● Short exercise A:
Summarize the piece on the Golden Calf and artificial intelligence in two sentences.

-- Start of Text block --

Good idea? Or a not-so-good idea? It's Sunday, so let me remind you of a Bible story I have already written about before. It involves a Golden Calf. You may or may not have paid much attention to that story, but you probably know about it. In short, the Creator of the universe is not happy when human beings create things themselves, and then worship their own creations. Penalties apply!
To return to my beloved "Two Worlds Hypothesis," World #1 is the "World That God Created," and we live ultimately in that world. Picture Earth from space. As far as we know, that's where we are, and while we can study the stars, and contemplate the idea that there are "many worlds" like ours (completely unproven at this point, of course), whether or not there are many such worlds, and multiple "universes," is rather beside the point, in terms of the practicalities. We exist, inevitably, in any "ultimate" sense, in that "World That God Created." Planet Earth is that world. That is the world upon which we ultimately rely for everything. We are supposed to pay attention to this fact, and when we don't, when we fail to remember that the "World That God Made," the "World of Nature" - what some people might call "the environment" - is all we ultimately have, we experience bad results.
What that story about the Golden Calf is intended to remind us is that when we start thinking that "our" world, the "Human World," is more important than the "World That God Made," we are going to be punished for our failure to accord primacy to the Creator, and to the Creation.
Such, it seems to me, is what we are talking about when we talk about "Artificial Intelligence," and the kind of world that it portends.
I'd keep focused, really to understand the implications of Artificial Intelligence, on that word, "Artificial."
Artificial? Not good! We are picking a loser, there! Like the purveyors of what many people think of as their favorite beverage, our best choice will always be the "Real Thing."

-- End of Text block --

● Short exercise B:
Determine how many lines in the rows contain the string "coat", with case counting, and reply with that number alone.

-- Start of Entries provided --

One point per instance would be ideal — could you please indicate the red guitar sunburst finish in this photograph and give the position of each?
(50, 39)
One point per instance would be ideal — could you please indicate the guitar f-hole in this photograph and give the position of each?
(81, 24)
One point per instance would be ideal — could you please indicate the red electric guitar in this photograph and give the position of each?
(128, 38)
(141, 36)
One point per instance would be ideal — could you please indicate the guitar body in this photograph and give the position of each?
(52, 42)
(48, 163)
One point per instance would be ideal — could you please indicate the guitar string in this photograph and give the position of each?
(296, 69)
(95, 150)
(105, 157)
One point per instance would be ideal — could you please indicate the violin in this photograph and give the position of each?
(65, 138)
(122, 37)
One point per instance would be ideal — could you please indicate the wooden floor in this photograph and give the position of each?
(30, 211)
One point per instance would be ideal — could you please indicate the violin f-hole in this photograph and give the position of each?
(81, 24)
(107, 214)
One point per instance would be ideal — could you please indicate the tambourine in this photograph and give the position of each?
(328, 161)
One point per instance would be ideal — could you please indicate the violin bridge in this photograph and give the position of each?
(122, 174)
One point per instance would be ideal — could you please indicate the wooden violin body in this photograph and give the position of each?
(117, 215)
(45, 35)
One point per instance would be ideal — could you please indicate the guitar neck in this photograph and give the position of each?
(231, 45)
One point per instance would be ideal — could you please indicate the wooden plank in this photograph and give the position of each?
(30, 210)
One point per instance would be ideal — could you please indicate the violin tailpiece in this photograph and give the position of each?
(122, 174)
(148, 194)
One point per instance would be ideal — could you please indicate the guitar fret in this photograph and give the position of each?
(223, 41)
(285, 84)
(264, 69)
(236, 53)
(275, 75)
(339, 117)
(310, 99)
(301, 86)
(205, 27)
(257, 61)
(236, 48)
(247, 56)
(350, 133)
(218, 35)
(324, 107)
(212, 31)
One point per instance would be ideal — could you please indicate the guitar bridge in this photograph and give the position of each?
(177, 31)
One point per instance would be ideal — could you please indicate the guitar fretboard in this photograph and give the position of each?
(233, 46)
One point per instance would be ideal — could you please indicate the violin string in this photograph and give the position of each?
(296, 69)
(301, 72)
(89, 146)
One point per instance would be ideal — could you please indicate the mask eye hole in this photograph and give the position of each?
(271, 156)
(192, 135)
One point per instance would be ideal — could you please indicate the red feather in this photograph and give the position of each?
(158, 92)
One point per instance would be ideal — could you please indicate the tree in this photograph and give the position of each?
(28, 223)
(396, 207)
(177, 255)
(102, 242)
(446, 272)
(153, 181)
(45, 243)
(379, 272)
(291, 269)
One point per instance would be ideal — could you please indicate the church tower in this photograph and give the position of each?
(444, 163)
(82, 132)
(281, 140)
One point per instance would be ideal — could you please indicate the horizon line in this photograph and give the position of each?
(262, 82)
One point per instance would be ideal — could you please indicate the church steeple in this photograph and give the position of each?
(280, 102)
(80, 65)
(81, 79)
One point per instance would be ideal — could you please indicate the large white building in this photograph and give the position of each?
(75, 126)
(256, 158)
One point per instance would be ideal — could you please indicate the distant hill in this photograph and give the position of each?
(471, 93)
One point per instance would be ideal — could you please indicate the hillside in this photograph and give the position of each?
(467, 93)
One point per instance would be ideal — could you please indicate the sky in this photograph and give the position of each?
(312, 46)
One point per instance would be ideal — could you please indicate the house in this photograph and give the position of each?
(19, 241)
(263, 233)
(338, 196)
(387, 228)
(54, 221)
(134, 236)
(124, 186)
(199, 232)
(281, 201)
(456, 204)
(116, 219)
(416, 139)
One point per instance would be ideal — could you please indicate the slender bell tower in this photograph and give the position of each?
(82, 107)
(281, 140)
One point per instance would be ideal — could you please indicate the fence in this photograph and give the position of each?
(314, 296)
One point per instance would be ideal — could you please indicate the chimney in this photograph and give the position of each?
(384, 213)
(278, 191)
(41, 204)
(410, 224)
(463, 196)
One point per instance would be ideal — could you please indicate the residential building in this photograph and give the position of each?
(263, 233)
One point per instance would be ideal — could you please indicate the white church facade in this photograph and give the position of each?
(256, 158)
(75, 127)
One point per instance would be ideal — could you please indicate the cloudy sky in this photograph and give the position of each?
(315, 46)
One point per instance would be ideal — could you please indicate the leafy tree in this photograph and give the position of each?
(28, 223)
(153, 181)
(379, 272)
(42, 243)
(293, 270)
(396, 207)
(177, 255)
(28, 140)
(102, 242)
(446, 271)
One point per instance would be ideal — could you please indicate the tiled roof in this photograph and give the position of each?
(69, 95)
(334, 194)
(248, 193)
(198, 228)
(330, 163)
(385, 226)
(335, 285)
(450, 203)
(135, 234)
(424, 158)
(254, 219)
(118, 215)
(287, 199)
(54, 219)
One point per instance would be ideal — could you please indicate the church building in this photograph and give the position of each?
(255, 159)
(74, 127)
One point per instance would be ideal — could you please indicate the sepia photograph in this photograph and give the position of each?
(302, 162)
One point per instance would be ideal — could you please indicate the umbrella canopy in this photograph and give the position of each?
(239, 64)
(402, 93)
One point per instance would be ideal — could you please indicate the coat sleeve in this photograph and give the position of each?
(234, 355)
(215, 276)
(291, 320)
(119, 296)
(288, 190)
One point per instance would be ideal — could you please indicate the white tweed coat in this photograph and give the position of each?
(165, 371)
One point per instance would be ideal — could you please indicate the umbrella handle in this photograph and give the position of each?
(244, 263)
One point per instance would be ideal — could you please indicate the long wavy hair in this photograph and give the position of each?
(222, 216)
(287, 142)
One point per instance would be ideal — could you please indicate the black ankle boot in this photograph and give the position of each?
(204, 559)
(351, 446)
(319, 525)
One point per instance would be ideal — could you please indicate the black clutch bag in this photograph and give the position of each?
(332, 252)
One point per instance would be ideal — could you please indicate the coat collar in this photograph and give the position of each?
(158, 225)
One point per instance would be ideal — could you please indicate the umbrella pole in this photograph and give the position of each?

-- End of Entries provided --

● Complete output A:
The piece recalls the Golden Calf story, in which the Creator is not happy when human beings worship their own creations, and it holds that people ultimately live in and rely on the "World That God Created," facing bad results when they forget this. It links that lesson to artificial intelligence, urging attention to the word "Artificial" and concluding that the best choice will always be the "Real Thing."

● Complete output B:
3